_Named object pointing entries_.
######

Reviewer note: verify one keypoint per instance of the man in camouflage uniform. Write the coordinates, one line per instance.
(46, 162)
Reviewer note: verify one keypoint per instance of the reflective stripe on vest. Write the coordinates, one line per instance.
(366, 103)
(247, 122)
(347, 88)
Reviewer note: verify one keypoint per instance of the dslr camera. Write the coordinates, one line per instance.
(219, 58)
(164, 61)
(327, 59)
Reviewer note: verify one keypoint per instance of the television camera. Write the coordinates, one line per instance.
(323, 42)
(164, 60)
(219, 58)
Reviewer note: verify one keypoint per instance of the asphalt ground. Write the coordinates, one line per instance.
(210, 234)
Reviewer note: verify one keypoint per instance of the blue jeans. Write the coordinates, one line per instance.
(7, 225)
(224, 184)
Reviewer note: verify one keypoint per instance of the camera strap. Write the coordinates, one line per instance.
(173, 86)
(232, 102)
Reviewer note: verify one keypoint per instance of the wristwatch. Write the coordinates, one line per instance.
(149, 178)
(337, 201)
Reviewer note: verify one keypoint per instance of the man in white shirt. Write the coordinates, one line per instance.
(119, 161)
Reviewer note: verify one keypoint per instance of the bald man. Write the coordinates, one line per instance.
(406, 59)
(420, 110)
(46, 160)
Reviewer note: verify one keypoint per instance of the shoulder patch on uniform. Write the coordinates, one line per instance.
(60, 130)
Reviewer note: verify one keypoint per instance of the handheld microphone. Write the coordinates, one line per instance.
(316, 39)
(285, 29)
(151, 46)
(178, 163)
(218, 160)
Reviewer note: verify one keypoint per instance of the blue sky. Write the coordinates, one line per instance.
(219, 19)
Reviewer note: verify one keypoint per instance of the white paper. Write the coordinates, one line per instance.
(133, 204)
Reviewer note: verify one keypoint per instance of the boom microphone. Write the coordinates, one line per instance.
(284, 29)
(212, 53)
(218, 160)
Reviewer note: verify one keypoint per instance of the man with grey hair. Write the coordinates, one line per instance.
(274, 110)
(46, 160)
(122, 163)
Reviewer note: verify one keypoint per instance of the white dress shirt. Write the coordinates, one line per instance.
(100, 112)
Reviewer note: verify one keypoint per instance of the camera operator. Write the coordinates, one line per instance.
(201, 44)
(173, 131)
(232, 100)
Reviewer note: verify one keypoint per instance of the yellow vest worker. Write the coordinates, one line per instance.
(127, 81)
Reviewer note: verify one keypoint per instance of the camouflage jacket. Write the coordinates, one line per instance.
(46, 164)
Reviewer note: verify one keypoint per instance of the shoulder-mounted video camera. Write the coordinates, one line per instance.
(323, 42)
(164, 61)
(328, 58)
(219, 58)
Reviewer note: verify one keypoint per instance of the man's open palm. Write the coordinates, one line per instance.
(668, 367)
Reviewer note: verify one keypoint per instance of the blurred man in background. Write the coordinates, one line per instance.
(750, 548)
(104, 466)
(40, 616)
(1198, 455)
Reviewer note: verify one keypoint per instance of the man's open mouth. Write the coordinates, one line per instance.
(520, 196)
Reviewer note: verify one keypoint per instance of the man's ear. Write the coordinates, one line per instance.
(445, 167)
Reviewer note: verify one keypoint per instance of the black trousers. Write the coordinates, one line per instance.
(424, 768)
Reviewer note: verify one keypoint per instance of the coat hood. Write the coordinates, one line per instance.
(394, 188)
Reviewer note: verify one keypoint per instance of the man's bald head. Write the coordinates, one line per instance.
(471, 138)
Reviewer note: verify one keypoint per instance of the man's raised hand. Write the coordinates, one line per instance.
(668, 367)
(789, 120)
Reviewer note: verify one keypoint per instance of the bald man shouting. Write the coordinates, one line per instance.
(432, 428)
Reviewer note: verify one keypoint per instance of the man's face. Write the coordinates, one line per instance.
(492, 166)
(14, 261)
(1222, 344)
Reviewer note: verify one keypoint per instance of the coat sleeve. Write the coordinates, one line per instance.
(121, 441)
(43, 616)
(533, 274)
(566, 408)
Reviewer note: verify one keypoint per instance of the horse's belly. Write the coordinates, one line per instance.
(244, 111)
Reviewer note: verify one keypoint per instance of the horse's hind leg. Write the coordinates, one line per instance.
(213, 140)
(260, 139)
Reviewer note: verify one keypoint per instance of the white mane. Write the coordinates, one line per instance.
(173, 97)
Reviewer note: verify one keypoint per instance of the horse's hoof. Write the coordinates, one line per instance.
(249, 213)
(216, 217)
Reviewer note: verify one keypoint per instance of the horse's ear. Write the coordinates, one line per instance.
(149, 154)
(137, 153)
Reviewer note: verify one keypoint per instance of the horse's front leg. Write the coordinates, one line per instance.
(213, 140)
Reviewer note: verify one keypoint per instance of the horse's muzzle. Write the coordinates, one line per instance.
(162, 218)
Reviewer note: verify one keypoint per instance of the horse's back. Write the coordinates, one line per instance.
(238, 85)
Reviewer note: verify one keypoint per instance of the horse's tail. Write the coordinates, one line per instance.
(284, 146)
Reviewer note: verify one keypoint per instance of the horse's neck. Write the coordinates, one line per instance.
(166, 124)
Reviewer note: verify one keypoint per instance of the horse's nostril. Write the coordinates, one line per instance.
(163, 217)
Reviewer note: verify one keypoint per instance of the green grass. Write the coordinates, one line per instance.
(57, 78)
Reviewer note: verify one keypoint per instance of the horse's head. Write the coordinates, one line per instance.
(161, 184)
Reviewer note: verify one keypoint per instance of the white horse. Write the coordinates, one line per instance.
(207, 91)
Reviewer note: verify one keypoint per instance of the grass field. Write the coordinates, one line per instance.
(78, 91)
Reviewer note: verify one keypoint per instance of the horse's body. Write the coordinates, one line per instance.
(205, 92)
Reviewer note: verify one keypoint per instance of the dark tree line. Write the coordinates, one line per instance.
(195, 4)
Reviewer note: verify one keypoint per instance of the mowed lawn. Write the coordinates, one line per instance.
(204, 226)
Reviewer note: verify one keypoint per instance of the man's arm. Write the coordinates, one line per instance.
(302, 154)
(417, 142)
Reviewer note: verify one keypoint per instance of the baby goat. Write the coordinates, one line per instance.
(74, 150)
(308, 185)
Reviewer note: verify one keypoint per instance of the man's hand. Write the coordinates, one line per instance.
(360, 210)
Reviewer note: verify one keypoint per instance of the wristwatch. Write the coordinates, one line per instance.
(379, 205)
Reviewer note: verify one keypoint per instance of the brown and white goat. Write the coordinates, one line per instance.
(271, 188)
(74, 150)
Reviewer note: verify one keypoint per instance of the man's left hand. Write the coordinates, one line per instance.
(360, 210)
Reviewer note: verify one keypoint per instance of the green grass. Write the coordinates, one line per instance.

######

_SHORT EXERCISE_. Each line from the one containing "the horse's head." to the final line of the entries above must be returned exactly, and no other line may appear.

_TASK RESULT_.
Reviewer note: verify one keypoint per instance of the horse's head. Write the coordinates, one line per instance.
(161, 184)
Reviewer note: verify one keypoint per instance of the white horse. Write the coordinates, one line per instance.
(207, 91)
Reviewer note: verify one keypoint per instance of the grass field. Write the coordinates, one line per instance.
(78, 91)
Reviewer note: verify one keypoint per instance of the horse's body. Write the coordinates, one line per instance.
(205, 92)
Reviewer note: verify one keypoint per instance of the dark tree line. Write the coordinates, one line per instance.
(195, 4)
Reviewer note: verify one keypoint per instance of the mowed lawn. Write the coordinates, one line per instance.
(204, 226)
Reviewer note: verify one keypoint per instance of the man's arm. Write the coordinates, one line per instance.
(302, 154)
(417, 142)
Reviewer note: verify one keypoint per instance of the baby goat. Write the coordinates, one line per instance.
(74, 150)
(308, 185)
Reviewer note: verify one keypoint per instance of the man's hand. Write the coordinates, one line per instance.
(360, 210)
Reviewer note: verify one keypoint per instance of the wristwatch. Write the coordinates, one line per instance.
(379, 205)
Reviewer note: verify one keypoint per instance of the brown and white goat. Write the coordinates, one line per instance.
(271, 188)
(74, 150)
Reviewer note: verify one keypoint per instance of the man's left hand. Write the coordinates, one line per instance.
(360, 210)
Reviewer note: verify one keypoint per instance of the green grass. Write the coordinates, one line per instance.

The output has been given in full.